*** Block opens ***

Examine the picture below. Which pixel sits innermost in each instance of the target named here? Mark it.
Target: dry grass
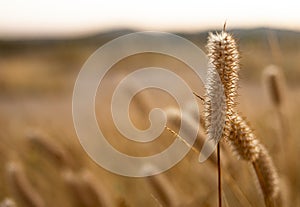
(35, 101)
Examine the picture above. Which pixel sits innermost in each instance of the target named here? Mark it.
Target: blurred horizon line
(115, 29)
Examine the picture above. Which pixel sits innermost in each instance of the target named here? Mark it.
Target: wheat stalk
(22, 186)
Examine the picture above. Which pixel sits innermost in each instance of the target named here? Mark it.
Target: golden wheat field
(43, 164)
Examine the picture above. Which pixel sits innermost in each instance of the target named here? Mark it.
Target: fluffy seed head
(224, 56)
(223, 70)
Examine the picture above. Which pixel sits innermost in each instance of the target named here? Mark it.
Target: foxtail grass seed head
(22, 187)
(224, 59)
(224, 56)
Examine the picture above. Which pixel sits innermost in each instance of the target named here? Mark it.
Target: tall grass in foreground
(224, 57)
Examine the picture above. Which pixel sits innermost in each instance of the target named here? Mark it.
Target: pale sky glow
(44, 18)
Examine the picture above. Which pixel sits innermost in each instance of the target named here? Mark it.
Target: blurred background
(44, 44)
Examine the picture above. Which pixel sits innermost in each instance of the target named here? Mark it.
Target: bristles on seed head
(224, 56)
(224, 67)
(267, 174)
(242, 139)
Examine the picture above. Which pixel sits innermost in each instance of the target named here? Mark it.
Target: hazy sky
(57, 17)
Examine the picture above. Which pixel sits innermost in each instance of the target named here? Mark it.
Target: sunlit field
(43, 164)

*** Block closes ***

§ Aim of the task
Although the records contain pictures, return only their text, exactly as written.

§ Task result
Examine the picture below. Which pixel sits innermost in each instance of the target named here? Mark it.
Target: dry grass
(35, 101)
Examine the picture above. Which pixel sits innermost in each instance of the target named here? Mark it.
Target: blurred horizon line
(115, 29)
Examine the picture above. Which pixel sits innermost in each instance of the target named here? Mark it.
Target: wheat stalk
(22, 186)
Examine the picture above. Which pixel sits innermost in each instance of the target named here? Mark it.
Target: golden wheat field
(43, 164)
Examine the picture above. Which pixel sits innermost in each instance of the target named here? Mark it.
Target: fluffy seed head
(224, 56)
(223, 70)
Examine the picture above. Which pixel sits innermost in each instance of the target named here? Mark it.
Target: foxtail grass seed head
(22, 187)
(224, 59)
(224, 56)
Examine the picture above. Which pixel sits innermost in each instance of the target named here? Mark it.
Target: tall grass in foreground
(224, 57)
Examine the picture above. Which pixel sits innermost in each instance of the target named here? Mark it.
Target: pale sky glow
(44, 18)
Examine the picture above. Which pixel sits innermost in each instance of the target named here? Mark it.
Target: blurred background
(44, 44)
Examine the picture above. Which pixel sits innermost in each instance of the target named here? Mark it.
Target: bristles on seed head
(224, 56)
(224, 67)
(267, 174)
(242, 139)
Examine the picture above. Which pixel sits innermost in each instance of the target named here? Mark it.
Target: hazy sky
(57, 17)
Examine the picture above. Which pixel sits innermost in each instance of the target named here? Mark it.
Target: sunlit field
(43, 164)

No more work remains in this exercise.